== Source information ==
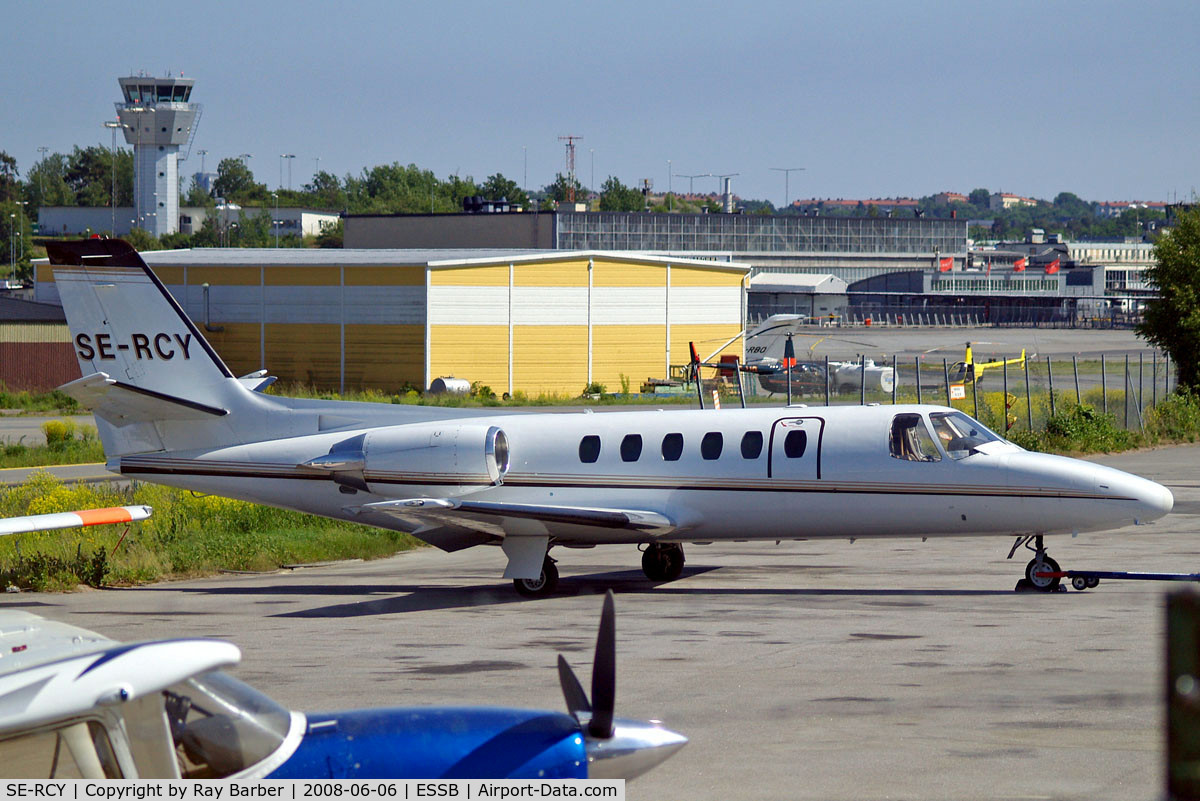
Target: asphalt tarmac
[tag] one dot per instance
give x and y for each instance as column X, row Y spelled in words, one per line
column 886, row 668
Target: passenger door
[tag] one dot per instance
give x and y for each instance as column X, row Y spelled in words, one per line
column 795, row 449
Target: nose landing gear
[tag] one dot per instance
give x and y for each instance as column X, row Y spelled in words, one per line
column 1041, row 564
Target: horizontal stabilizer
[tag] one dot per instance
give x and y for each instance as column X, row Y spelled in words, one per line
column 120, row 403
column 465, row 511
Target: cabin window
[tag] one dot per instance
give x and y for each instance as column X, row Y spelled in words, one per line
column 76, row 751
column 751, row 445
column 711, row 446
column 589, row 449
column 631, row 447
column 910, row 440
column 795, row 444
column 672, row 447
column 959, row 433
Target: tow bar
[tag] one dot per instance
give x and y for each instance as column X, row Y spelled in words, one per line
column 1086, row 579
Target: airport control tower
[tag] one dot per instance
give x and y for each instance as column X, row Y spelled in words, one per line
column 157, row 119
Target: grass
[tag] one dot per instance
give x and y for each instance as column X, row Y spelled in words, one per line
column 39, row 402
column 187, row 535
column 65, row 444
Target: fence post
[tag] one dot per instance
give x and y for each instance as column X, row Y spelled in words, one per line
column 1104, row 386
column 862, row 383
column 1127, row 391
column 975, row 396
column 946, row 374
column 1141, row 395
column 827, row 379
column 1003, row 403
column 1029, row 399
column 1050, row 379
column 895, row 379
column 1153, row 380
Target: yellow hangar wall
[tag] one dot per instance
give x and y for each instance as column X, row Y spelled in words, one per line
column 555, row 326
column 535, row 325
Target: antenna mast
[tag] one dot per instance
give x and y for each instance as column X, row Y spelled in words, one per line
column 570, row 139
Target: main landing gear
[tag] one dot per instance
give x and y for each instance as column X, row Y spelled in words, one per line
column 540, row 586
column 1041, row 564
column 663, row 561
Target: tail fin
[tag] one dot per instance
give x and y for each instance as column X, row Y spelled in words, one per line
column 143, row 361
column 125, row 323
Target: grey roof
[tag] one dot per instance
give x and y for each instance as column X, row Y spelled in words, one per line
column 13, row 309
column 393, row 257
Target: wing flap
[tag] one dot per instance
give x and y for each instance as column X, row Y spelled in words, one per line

== Task objective ==
What lines in the entries above hold "gear"? Copy every one.

== Answer space ==
Target: nose landing gear
Target: main landing gear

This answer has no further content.